## Task objective:
Can you reproduce all of the data below word for word, line by line?

## Data supplied:
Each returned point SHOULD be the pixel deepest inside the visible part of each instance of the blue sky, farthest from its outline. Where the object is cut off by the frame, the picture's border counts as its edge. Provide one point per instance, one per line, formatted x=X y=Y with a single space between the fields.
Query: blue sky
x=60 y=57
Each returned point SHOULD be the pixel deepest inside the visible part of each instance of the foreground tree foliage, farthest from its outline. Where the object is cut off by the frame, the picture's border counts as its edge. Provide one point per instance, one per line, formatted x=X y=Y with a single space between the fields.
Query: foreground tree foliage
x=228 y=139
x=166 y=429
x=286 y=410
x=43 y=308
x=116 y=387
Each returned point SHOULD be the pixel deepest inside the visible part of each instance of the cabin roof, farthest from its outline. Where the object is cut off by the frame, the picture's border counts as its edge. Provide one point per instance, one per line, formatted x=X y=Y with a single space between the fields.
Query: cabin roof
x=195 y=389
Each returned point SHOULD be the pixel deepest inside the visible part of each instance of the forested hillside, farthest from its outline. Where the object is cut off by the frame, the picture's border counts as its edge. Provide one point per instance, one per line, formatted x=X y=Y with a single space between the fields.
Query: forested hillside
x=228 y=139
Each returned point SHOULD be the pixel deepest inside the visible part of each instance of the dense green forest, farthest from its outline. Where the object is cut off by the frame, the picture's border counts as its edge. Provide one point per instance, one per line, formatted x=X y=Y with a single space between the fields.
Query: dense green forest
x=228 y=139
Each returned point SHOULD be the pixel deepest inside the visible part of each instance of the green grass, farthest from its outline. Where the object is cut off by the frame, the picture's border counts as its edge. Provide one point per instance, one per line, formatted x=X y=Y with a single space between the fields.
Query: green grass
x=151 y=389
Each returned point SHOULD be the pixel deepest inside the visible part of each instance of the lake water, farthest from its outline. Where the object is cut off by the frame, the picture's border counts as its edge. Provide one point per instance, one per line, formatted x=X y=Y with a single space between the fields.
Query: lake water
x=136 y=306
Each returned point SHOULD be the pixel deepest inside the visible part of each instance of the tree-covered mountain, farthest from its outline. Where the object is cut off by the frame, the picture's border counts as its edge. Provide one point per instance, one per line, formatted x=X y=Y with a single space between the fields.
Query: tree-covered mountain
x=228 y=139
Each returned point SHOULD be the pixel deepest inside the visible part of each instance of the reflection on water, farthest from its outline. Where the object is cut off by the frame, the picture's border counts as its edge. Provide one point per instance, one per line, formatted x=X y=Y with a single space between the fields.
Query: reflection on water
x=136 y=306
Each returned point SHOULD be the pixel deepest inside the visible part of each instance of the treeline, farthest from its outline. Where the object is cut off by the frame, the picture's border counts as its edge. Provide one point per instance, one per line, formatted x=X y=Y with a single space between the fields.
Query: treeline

## Expected answer:
Each returned point SHOULD be the pixel deepest inside the visible part of each instance of the blue sky, farthest from its outline. Where the object is cut off by the frame, the picture's border counts as its edge. Provide one point per instance, one per line, formatted x=X y=Y with a single space between the fields.
Query: blue sky
x=60 y=57
Each returned point SHOULD be the pixel deepest inside the visible part of each instance of the foreground tree foliage, farthest from its outline. Where the object is cut off by the frame, the picture's border counts as its edge. Provide one point per instance, one per line, formatted x=X y=Y with a single space between the fields.
Query: foreground tree foliage
x=228 y=139
x=166 y=429
x=286 y=410
x=43 y=308
x=116 y=387
Each returned point SHOULD be the pixel deepest inside the visible part of each instance of the cabin roof, farthest from its outline. Where the object is cut off by the frame, the picture's border counts as its edge. Provide one point per instance, one per line, formatted x=X y=Y with a single space between the fields.
Query: cabin roof
x=195 y=389
Each returned point SHOULD be the pixel deepest inside the visible part of each instance of the forested hillside, farthest from its outline. Where the object is cut off by the frame, the picture's border counts as its edge. Provide one point per instance, one per line, formatted x=X y=Y with a single space between the fields.
Query: forested hillside
x=228 y=139
Each returned point SHOULD be the pixel deepest inside the visible part of each instance of the dense green forest, farthest from its outline. Where the object is cut off by the frame, the picture's border counts as its edge. Provide one point per instance, one per line, formatted x=X y=Y with a single space between the fields.
Query: dense green forest
x=228 y=139
Each returned point SHOULD be the pixel deepest inside the visible part of each instance of the green grass, farthest from its outline. Where the object is cut off by the frame, the picture's border counts as its edge. Provide one point per instance, one per line, formatted x=X y=Y with a single space between the fields.
Query: green grass
x=151 y=389
Each returned point SHOULD be the pixel deepest inside the visible part of each instance of the lake water, farthest from its outline. Where the object is cut off by the frame, the picture's border counts as its edge. Provide one point per instance, one per line, formatted x=X y=Y with a single space between the fields.
Query: lake water
x=136 y=306
Each returned point SHOULD be the pixel deepest inside the visible part of each instance of the tree-covered mountain, farthest from its outline. Where the object is cut off by the frame, the picture's border counts as its edge. Provide one point per instance, one per line, formatted x=X y=Y with a single space between the fields.
Query: tree-covered mountain
x=228 y=139
Each returned point SHOULD be the pixel deepest inside the visible part of each instance of the reflection on water, farthest from its outline. Where the object is cut off by the frame, the picture's border counts as its edge. Provide one point per instance, one per line, formatted x=X y=Y with a single space between the fields.
Query: reflection on water
x=136 y=306
Each returned point SHOULD be the pixel deepest inside the visible part of each instance of the treeline, farthest from its outline. Where the object is cut off by the frame, the picture's border counts as its edge. Provide one point per instance, one per line, formatted x=X y=Y with a single space between the fields.
Query: treeline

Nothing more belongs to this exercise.